_Dataset:_

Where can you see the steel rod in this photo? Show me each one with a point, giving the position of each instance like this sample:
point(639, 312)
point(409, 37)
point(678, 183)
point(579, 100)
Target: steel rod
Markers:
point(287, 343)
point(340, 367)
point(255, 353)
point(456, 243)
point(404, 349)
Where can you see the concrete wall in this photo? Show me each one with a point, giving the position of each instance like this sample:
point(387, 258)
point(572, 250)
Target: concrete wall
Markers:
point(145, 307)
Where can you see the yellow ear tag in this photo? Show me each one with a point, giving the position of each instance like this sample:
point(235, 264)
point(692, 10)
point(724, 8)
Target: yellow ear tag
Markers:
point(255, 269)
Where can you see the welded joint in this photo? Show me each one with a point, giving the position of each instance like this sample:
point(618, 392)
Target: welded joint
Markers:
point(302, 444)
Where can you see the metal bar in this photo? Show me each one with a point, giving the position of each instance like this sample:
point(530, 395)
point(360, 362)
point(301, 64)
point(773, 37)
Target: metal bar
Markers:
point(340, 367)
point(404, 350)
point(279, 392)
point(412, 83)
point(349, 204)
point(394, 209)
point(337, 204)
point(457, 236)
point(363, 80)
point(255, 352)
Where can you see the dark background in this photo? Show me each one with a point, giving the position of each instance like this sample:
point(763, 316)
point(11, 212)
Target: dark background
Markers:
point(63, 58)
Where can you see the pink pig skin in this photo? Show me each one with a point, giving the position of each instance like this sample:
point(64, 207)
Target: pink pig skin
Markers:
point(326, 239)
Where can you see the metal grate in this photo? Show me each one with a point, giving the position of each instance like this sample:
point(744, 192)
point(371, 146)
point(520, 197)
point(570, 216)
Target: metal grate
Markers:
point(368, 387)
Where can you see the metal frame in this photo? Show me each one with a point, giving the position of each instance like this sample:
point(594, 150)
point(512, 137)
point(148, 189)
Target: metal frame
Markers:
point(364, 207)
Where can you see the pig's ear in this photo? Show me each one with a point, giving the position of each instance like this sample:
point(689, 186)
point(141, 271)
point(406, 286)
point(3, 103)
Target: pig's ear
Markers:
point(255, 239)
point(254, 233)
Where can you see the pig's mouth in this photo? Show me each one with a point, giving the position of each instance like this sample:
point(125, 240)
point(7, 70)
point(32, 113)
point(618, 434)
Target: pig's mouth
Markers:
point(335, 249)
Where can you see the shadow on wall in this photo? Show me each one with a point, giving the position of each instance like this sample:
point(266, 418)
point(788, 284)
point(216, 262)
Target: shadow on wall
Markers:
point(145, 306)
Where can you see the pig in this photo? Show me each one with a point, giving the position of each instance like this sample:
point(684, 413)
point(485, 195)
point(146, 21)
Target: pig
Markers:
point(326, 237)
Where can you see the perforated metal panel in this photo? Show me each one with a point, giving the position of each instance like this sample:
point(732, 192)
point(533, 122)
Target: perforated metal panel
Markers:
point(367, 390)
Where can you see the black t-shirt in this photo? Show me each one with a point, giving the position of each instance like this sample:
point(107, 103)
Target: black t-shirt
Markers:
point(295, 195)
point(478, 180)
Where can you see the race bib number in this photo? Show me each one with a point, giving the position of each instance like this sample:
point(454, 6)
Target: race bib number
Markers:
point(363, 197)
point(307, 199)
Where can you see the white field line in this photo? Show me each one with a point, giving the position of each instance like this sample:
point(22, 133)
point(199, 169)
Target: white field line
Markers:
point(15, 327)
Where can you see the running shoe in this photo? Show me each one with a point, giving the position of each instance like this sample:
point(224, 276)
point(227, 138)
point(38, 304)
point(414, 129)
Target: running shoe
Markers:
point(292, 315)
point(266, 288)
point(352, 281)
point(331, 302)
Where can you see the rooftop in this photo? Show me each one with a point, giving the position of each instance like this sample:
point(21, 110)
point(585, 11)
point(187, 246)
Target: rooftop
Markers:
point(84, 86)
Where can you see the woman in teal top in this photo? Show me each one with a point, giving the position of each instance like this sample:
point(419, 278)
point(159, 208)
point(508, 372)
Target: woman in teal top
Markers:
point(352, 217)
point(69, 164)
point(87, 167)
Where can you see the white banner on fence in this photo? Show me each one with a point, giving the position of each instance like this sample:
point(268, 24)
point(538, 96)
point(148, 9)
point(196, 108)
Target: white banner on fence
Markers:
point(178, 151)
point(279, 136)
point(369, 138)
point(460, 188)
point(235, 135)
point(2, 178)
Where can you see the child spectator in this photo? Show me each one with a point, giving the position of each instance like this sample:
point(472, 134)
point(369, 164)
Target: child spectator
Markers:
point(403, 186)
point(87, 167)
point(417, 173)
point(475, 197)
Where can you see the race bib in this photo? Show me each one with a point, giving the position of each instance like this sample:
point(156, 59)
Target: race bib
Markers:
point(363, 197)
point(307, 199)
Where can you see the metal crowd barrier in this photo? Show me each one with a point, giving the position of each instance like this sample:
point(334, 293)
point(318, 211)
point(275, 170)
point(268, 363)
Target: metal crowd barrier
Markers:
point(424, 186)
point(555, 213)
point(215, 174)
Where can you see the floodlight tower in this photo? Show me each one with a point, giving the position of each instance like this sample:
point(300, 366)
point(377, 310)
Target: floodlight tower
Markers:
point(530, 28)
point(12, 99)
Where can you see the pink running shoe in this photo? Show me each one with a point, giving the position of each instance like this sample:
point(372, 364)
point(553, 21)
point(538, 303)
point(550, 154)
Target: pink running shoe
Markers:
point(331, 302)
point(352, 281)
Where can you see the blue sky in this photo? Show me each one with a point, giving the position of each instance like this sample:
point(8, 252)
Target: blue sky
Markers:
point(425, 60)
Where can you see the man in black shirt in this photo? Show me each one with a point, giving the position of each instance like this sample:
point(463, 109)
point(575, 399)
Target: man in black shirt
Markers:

_Goal of the exercise:_ The answer is a portion of the data. Write out exactly the line with "point(334, 293)" and all lines after it.

_Written solution:_
point(334, 293)
point(318, 211)
point(275, 170)
point(268, 363)
Target: metal crowd barrier
Markers:
point(424, 186)
point(555, 213)
point(215, 174)
Where can you see the floodlight tower in this photo? Show me each one with a point, giving the position of each instance like this sample:
point(300, 366)
point(377, 310)
Target: floodlight tower
Markers:
point(530, 28)
point(12, 99)
Where can you see the pink running shoe in this photo? Show me each one with a point, giving the position of each instance like this sample:
point(372, 364)
point(553, 21)
point(538, 303)
point(550, 154)
Target: pink running shoe
Markers:
point(331, 302)
point(352, 281)
Where can you see the blue sky in this photo? Show me each one with a point, giving the position of each instance like this sample:
point(8, 252)
Target: blue sky
Markers:
point(425, 60)
Where can you see the man in black shirt in this photo? Show me each one with a point, giving the position of each instance like this sample:
point(463, 109)
point(575, 399)
Target: man in black shirt
Markers:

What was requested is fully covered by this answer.